• [Supplied text]
+++

Writing_A_Great_Novel

I’m dissecting the article Hunting Down the Pleonasm, by Allen Guthrie, using it as a cattle prod to search for little nasties in my manuscript.  Yep, you can join in the fun, too.  Let’s take a looksee at topic #11

11: Avoid sounding ‘writerly’. Better to dirty up your prose. When you sound like a writer, your voice has crept in and authorial intrusion is always unwelcome. In the best writing, the author is invisible.

My take on this, is to not always be perfect.

I have to admit… I’ve started sentences with “and” and “but”.  Correct?  No, of course not.  So why do it?

VOICE.

Voice is very important, especially in first person. Your character is narrating the entire story.  Do YOU think in complete sentences?  No, of course not.

We need to write how it is believable.

I recently had an editor try to “correct” this paragraph of dialog:

“You’re pretty, and have nice legs, and beautiful brown eyes, and an amazing smile if you’d ever use it, but you can’t see all these great things because you’re always too hung up on wishing you had what everyone else does.”

They wanted me to change it to be grammatically correct.  Their suggested edit:

“You’re pretty, have nice legs, beautiful brown eyes, and an amazing smile if you’d ever use it…”

The reason I pushed back on this is because the character is very emotional and upset.  He is rattling off a list of things popping into his head (and not thinking at all what he is saying)  The editor’s suggested change made it sound like he was dictating a letter with no emotion at all.

Luckily, despite not being ‘correct’ – my dialog stayed.  It is more believable this way, and conveys ten times the emotion.

Have you ever had to defend your choice of “bad” grammar/style?

+++

• [Items]
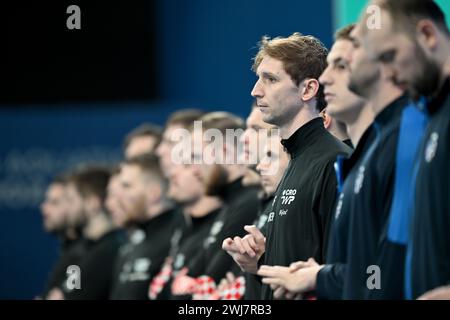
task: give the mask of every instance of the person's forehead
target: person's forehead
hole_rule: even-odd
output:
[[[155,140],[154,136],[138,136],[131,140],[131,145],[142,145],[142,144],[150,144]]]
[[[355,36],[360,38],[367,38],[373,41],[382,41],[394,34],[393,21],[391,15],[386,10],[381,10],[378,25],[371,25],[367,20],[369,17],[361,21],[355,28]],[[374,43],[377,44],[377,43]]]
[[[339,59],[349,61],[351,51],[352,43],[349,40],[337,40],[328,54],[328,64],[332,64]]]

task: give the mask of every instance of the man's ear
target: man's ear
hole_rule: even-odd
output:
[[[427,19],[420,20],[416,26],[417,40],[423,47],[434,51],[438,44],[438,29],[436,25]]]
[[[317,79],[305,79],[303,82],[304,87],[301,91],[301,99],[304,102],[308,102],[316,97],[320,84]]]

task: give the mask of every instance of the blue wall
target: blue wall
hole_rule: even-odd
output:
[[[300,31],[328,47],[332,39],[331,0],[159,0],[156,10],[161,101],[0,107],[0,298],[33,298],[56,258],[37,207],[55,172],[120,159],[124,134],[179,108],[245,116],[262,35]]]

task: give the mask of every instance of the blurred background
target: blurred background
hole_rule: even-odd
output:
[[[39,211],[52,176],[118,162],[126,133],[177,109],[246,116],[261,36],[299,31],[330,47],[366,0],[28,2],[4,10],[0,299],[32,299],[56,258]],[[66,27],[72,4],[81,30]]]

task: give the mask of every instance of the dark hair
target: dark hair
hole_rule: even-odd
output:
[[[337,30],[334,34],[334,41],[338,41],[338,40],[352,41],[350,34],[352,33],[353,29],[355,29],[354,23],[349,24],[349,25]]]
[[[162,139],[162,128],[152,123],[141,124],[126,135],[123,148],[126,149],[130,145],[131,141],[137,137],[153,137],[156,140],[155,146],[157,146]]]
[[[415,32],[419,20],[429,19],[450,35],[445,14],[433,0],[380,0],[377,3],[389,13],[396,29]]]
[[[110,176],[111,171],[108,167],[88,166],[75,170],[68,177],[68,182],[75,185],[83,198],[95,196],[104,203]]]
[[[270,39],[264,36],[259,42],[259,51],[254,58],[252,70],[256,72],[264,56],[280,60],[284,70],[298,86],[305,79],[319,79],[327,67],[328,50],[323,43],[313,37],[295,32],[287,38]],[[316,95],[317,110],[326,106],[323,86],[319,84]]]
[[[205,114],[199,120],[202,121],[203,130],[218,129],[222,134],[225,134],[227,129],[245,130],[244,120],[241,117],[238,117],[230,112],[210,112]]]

+++

• [Exercise aim]
Can you answer these questions from the novel-writing post?
(a) Which article is the writer dissecting, and who wrote it?
(b) Which topic number from that article does the post examine?
(c) How does the writer describe the emotional state of the character whose dialog the editor tried to correct?
The items have no connection to the text.

• [Written response]
(a) Hunting Down the Pleonasm, by Allen Guthrie
(b) Topic #11
(c) Very emotional and upset